(Dataset entries)
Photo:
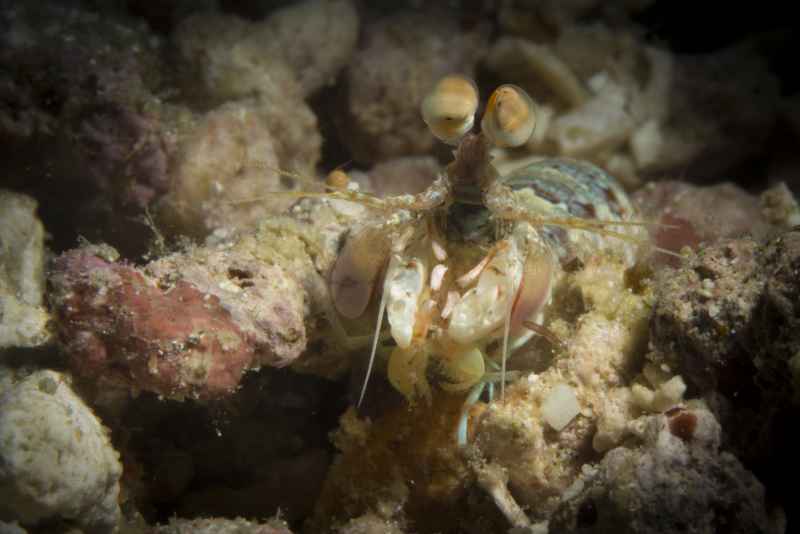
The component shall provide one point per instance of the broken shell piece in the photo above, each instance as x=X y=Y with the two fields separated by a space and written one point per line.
x=560 y=407
x=449 y=109
x=510 y=117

§ **ASSIGNMENT**: Without the pictures, reproduce every line of the records above exactly.

§ **SOLUTION**:
Photo:
The component shall provide one point per instance of the broken shell piece in the photo above, each instance as x=X y=Y with the two fields separated by a space and written one point per line.
x=560 y=407
x=449 y=109
x=510 y=117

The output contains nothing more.